TASK REQUIREMENTS>
Output every line below without omitting or altering anything.

RECORDS TO USE>
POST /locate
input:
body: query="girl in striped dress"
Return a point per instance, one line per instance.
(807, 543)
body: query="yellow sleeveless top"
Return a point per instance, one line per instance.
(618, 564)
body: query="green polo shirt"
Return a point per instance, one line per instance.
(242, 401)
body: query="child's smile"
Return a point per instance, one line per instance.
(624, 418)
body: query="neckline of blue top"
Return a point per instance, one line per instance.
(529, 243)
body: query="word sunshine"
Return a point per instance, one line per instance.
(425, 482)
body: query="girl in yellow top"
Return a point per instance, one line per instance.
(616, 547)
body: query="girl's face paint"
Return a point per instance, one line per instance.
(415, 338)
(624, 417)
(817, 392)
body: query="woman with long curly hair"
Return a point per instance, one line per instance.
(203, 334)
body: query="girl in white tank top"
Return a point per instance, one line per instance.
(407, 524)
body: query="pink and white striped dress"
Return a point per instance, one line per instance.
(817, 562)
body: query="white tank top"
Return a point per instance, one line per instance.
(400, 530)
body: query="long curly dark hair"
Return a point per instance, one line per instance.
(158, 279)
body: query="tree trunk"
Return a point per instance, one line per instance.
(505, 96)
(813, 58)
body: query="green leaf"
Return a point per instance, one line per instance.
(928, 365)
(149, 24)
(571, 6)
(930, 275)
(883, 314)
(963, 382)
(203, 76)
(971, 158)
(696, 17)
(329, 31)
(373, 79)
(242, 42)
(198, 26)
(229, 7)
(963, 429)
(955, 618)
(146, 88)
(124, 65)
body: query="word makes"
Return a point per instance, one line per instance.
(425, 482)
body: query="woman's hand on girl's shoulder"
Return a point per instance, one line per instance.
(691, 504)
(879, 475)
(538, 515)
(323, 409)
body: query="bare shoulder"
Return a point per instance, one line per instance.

THE OUTPUT>
POST /locate
input:
body: query="girl in striped dress"
Return a point per instance, one line per instance.
(807, 543)
body: query="yellow sleeveless top"
Return a point per instance, one line per instance.
(618, 564)
body: query="green polo shirt"
Return a point per instance, one line per instance.
(242, 401)
body: query="child's smile"
Return a point per instance, one line per instance.
(624, 418)
body: query="neckline of blue top"
Return a point per instance, one line per instance.
(529, 243)
body: query="word sunshine"
Return a point per instance, one line per instance.
(425, 482)
body: query="girl in yellow top"
Return a point per instance, one line per instance.
(616, 547)
body: query="girl's face paint"
Return a point per instance, one line per instance.
(415, 338)
(624, 417)
(817, 392)
body: query="woman with long curly hair"
Return a point per instance, one line per instance.
(203, 334)
body: query="girl in white tank top"
Return a point per instance, one line per instance.
(407, 524)
body: query="pink and white striped dress"
Return a point per instance, one line per instance.
(817, 562)
body: query="white tank top"
Return a point per instance, one line per instance.
(400, 530)
body: query="long curly dark hair"
Return a point per instance, one line per instance.
(158, 279)
body: query="tree trunk"
Return a point per instance, one line per instance.
(505, 96)
(813, 58)
body: query="green leaf"
Return a point per instance, one line per instance.
(928, 365)
(149, 24)
(571, 6)
(930, 275)
(883, 314)
(963, 382)
(203, 76)
(971, 158)
(696, 17)
(329, 31)
(373, 79)
(242, 42)
(198, 26)
(229, 7)
(963, 429)
(955, 618)
(146, 88)
(124, 65)
body: query="word makes"
Return a point per instance, one line per instance.
(425, 482)
body: query="woman's hand on girl's shoulder"
Return a point per instance, one line per instance.
(691, 504)
(879, 475)
(538, 515)
(323, 409)
body: query="bare shoulder"
Return a point per instance, one line per instance.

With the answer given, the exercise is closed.